-- SELECTED EXTRACT --
— begin —

# ResiNews: Skoda 1200 L on T-Jet!



## clausheupel (Jan 27, 2005)

Hi folks,

I didn´t manage to finish this project in time for Halloween, but I think it´s still scaring enough today (not only because of her paint scheme)...! 

The lil´ Skoda was a highly sought after car in the former GDR, but some of them found their way to Western Germany as well (a school friend of mine had a dark red one back in 1985 - great color for those cars, as it was the best camouflage for all the rust...). Today it´s an extinct species, so I just had to raise a little monument! 

Here´s the first (and probably last) one I built for my track:





































I had a lot of fun doing the molds and casting that car, but detail painting was a royal pain in the you-know-where, so please don´t ask for finished cars. Of course kits are available as usual in limited quantities...

Greetings from Germany,

Claus


----------



## kiwidave (Jul 20, 2009)

Cool Claus, and the chicks seem to like it too!!!


----------



## Bill Hall (Jan 6, 2007)

Nice ride Claus.

That one sure fits the wheel base nicely!


----------



## tjd241 (Jan 25, 2004)

*Nice one Claus...*

It looks tiny (not a bad tiny either). Is looks as though it's about the same size as the Lancia Delta? Another uniquely "CH" bod!! :thumbsup::thumbsup: nd


----------



## roadrner (Jul 21, 1999)

:thumbsup::thumbsup: rr


----------



## 1976Cordoba (Sep 20, 2000)

Top shelf as usual Claus -- Nicely done :thumbsup:


----------



## slotcarman12078 (Oct 3, 2008)

Incredible work!!! Looks like the body was made for a T Jet!!! Awesome!!! :thumbsup::thumbsup:


----------



## WesJY (Mar 4, 2004)

:thumbsup:

Wes


----------



## T-jetjim (Sep 12, 2005)

Claus - as usual, a simple car made to look highly detailed with your modeling. The body's fit over the tires is absolutely perfect.
I like sedans for running t-jets.
Jim


----------



## JordanZ870 (Nov 25, 2004)

Great car, Claus!
if I order a kit, it comes with the two pretty girls, yeah?


----------



## XracerHO (Feb 6, 2008)

Nice job on the Skoda! :thumbsup: :thumbsup: ..RL


----------



## Guidepin (Apr 25, 2009)

Very impressive Claus. :thumbsup::thumbsup: GK


----------



## 1scalevolvo (Feb 5, 2004)

:thumbsup:I definitly want one ! Along with a early pre 1966 Wartburg, Later post ' 1966 Wartburg & Trabant ! Horch/Sachsenring P240's would also be appreciated !
Can you do any GDR trucks like Robur , Horch-Sachsenring etc. ?Any other GDR vehicles in resincast ? Most were built by the former VEB IFA Combinat in the former GDR Associated from VEB AUtomobilework Eisenach & VEB Automobilework Sachsenring-look up in wikipedia.

— end —

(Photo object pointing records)
— begin —

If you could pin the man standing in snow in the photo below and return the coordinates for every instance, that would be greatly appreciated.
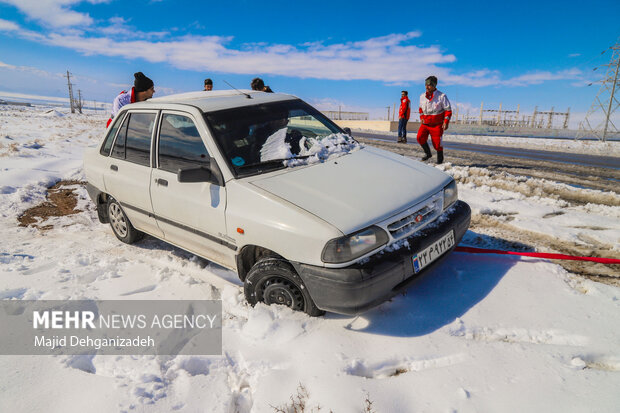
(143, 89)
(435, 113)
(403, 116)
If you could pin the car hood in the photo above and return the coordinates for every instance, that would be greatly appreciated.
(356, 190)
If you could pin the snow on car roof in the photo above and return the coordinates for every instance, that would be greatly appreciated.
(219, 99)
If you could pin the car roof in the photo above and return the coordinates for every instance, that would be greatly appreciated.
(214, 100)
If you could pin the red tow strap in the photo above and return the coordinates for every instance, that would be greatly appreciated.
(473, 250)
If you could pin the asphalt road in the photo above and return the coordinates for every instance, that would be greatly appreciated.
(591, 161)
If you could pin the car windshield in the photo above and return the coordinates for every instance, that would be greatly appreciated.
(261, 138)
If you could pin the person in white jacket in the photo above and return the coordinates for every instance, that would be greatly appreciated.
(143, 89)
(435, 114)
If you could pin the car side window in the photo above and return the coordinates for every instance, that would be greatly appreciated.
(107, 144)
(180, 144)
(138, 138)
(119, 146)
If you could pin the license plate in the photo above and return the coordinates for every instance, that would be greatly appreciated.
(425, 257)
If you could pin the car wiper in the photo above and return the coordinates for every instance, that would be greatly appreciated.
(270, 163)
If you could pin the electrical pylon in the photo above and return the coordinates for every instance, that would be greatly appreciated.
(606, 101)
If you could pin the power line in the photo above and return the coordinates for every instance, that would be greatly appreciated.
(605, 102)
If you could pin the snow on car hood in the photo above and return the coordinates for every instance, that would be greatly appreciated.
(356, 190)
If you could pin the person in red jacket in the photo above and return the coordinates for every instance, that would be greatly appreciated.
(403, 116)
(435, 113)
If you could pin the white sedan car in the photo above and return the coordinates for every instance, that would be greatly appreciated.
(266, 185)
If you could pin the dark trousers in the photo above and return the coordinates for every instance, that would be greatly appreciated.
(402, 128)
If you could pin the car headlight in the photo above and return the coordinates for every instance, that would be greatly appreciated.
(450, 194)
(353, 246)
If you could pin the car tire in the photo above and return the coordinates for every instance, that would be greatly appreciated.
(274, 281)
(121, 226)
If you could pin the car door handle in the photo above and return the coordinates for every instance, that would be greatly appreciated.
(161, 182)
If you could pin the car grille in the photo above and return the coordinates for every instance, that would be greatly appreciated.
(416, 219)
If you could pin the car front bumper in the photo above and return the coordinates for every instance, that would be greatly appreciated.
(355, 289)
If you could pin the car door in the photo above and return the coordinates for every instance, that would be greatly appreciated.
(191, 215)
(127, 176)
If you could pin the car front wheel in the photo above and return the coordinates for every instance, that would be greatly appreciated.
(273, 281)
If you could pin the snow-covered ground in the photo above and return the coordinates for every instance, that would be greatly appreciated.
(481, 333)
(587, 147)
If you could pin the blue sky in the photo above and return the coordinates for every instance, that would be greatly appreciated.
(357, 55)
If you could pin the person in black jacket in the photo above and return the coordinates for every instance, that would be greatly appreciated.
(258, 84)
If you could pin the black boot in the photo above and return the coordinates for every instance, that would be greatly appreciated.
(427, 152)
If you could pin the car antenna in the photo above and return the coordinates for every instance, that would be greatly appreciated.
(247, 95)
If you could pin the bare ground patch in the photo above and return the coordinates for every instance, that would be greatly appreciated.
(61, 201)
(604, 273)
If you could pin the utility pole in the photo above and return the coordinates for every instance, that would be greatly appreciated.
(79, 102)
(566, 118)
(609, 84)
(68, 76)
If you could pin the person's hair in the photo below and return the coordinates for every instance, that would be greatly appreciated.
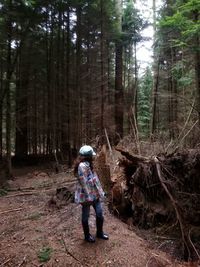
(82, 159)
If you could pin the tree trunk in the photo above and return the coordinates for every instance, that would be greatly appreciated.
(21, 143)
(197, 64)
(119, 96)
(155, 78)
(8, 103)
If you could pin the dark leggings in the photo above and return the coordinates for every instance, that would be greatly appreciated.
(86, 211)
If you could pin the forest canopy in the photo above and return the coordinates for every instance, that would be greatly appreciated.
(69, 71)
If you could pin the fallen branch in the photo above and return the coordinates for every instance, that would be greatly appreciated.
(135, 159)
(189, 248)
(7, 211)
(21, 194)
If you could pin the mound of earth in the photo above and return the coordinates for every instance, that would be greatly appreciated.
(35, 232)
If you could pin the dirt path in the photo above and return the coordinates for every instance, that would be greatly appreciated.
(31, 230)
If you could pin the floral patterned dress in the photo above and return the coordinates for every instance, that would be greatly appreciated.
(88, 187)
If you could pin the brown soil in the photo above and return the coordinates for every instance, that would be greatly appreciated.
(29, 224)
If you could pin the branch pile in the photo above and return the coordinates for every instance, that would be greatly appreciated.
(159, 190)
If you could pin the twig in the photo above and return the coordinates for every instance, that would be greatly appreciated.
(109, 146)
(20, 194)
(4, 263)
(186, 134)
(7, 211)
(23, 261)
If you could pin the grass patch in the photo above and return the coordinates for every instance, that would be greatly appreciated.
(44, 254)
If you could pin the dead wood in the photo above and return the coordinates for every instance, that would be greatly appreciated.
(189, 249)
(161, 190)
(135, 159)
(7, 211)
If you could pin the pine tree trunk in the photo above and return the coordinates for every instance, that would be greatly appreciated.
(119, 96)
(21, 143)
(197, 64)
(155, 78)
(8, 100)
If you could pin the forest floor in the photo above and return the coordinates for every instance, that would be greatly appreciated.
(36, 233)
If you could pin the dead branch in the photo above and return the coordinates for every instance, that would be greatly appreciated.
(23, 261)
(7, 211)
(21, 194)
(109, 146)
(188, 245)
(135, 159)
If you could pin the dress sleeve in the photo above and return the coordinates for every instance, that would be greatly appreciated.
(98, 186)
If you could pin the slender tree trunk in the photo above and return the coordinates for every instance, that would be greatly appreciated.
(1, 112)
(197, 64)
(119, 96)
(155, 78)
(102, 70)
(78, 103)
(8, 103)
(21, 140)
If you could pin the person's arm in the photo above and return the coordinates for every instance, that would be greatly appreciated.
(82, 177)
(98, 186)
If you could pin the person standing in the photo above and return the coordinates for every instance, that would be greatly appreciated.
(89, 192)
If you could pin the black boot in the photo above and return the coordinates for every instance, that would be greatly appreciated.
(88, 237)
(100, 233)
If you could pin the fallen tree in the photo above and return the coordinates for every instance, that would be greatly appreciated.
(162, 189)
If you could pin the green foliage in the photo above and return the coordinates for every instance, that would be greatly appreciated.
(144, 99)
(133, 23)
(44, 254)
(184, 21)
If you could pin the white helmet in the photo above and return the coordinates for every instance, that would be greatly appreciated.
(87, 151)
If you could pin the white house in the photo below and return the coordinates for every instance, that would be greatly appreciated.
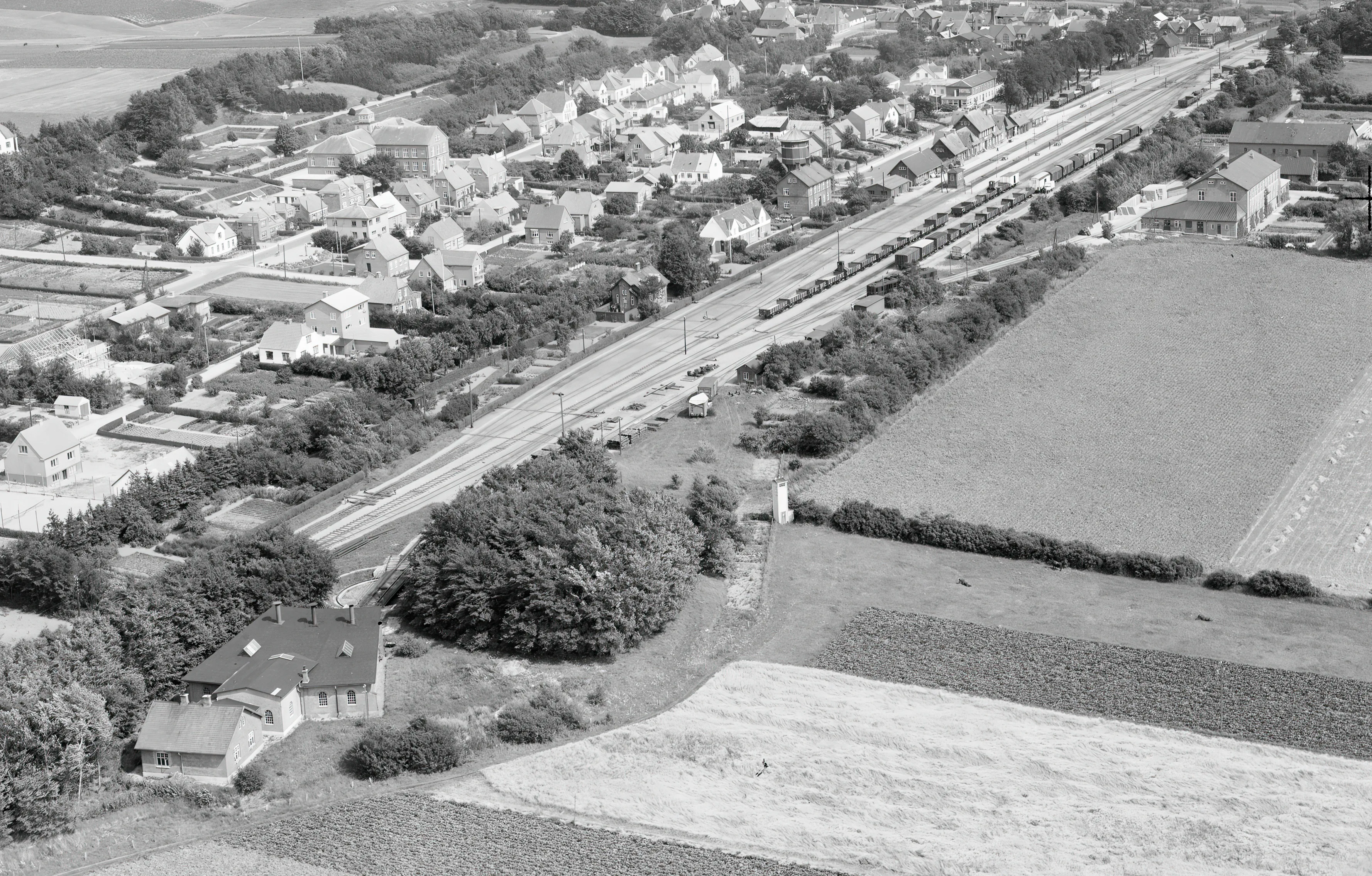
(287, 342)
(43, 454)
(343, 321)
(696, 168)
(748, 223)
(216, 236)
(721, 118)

— end —

Please answer from the Skoda forum thread: what color was the Skoda that a school friend of the first poster owned in 1985?

Dark red.